YOUR GOAL:
Nothing in the data should be left out, so repeat it all exactly.

(Stored records)
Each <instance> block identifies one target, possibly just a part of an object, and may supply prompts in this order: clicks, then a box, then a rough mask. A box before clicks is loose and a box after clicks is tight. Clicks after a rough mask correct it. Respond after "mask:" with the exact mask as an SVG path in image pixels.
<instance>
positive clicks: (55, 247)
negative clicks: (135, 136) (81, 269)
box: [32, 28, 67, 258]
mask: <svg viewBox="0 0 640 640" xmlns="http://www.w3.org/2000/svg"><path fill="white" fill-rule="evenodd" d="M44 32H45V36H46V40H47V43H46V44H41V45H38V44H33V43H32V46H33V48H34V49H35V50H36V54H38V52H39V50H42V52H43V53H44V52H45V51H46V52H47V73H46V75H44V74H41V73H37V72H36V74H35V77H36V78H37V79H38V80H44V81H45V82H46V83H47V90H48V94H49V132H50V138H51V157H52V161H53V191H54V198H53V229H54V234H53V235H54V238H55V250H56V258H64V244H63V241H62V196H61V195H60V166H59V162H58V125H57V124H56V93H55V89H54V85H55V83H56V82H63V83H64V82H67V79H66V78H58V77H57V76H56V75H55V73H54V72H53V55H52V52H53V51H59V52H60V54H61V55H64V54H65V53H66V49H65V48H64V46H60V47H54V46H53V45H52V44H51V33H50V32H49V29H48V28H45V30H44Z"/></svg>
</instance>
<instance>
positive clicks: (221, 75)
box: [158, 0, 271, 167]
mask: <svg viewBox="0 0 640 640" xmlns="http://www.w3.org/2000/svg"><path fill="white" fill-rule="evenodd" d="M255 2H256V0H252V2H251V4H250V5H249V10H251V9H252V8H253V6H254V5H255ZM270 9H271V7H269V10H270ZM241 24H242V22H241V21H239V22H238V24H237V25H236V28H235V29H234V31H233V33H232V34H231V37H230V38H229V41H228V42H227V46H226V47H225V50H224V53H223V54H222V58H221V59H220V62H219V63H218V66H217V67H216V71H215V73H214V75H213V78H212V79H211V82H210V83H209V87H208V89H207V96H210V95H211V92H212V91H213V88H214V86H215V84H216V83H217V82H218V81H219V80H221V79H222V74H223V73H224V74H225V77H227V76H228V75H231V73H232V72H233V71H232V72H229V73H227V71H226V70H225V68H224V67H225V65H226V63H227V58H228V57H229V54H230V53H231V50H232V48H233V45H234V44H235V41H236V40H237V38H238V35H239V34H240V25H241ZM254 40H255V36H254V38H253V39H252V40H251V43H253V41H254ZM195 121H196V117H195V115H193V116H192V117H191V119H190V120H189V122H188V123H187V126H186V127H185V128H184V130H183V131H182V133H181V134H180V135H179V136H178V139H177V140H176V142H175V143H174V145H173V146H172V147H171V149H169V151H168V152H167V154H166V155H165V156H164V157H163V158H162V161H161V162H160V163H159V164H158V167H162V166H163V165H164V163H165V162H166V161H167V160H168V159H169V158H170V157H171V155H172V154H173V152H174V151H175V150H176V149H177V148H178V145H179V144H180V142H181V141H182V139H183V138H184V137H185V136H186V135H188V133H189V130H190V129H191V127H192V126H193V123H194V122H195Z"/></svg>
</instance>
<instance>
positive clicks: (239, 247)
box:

OUTPUT OF THE TASK:
Each <instance> block identifies one target, possibly just a part of an object, and may supply prompts in this order: clicks, then a box, then a rough mask. A box before clicks is loose and a box after clicks is tight. Clicks after a rough mask correct it. Respond after "mask:" with the exact mask as an SVG path in image pixels.
<instance>
positive clicks: (55, 247)
negative clicks: (135, 136) (81, 269)
box: [32, 28, 67, 258]
mask: <svg viewBox="0 0 640 640" xmlns="http://www.w3.org/2000/svg"><path fill="white" fill-rule="evenodd" d="M44 32H45V36H46V40H47V43H46V44H41V45H38V44H33V43H32V46H33V48H34V49H35V50H36V54H38V52H39V50H42V52H43V53H44V52H45V51H46V52H47V73H46V75H44V74H41V73H37V72H36V74H35V77H36V78H37V79H38V80H44V81H45V82H46V83H47V90H48V94H49V132H50V138H51V157H52V161H53V191H54V198H53V229H54V234H53V235H54V238H55V250H56V258H64V244H63V241H62V196H61V195H60V166H59V162H58V125H57V124H56V93H55V89H54V85H55V83H56V82H63V83H64V82H67V79H66V78H58V77H57V76H56V75H55V73H54V72H53V55H52V52H53V51H59V52H60V54H61V55H64V54H65V53H66V49H65V48H64V46H60V47H54V46H53V45H52V44H51V33H50V32H49V29H48V28H45V30H44Z"/></svg>
</instance>
<instance>
positive clicks: (221, 75)
box: [158, 0, 271, 167]
mask: <svg viewBox="0 0 640 640" xmlns="http://www.w3.org/2000/svg"><path fill="white" fill-rule="evenodd" d="M255 2H256V0H252V2H251V4H250V5H249V10H251V9H252V8H253V6H254V5H255ZM270 9H271V7H269V10H270ZM241 24H242V22H241V21H239V22H238V24H237V25H236V28H235V29H234V31H233V33H232V34H231V37H230V38H229V41H228V42H227V46H226V47H225V50H224V53H223V54H222V58H221V59H220V62H219V63H218V66H217V67H216V71H215V73H214V75H213V78H212V79H211V82H210V83H209V87H208V89H207V96H210V95H211V92H212V91H213V88H214V86H215V84H216V83H217V82H218V81H219V80H221V79H222V74H223V73H224V74H225V77H227V76H228V75H231V73H232V72H233V71H232V72H229V73H227V71H226V70H225V68H224V67H225V65H226V63H227V58H228V57H229V54H230V53H231V50H232V48H233V45H234V44H235V41H236V40H237V38H238V35H239V34H240V25H241ZM254 40H255V36H254V38H253V39H252V40H251V43H253V41H254ZM195 121H196V117H195V115H193V116H192V117H191V119H190V120H189V122H188V123H187V126H186V127H185V128H184V130H183V131H182V133H181V134H180V135H179V136H178V139H177V140H176V142H175V143H174V145H173V146H172V147H171V149H169V151H168V152H167V154H166V155H165V156H164V157H163V158H162V161H161V162H160V163H159V164H158V167H162V166H163V165H164V163H165V162H166V161H167V160H168V159H169V158H170V157H171V155H172V154H173V152H174V151H175V150H176V149H177V148H178V145H179V144H180V142H181V141H182V139H183V138H184V137H185V136H186V135H188V133H189V130H190V129H191V127H192V126H193V123H194V122H195Z"/></svg>
</instance>
<instance>
positive clicks: (239, 247)
box:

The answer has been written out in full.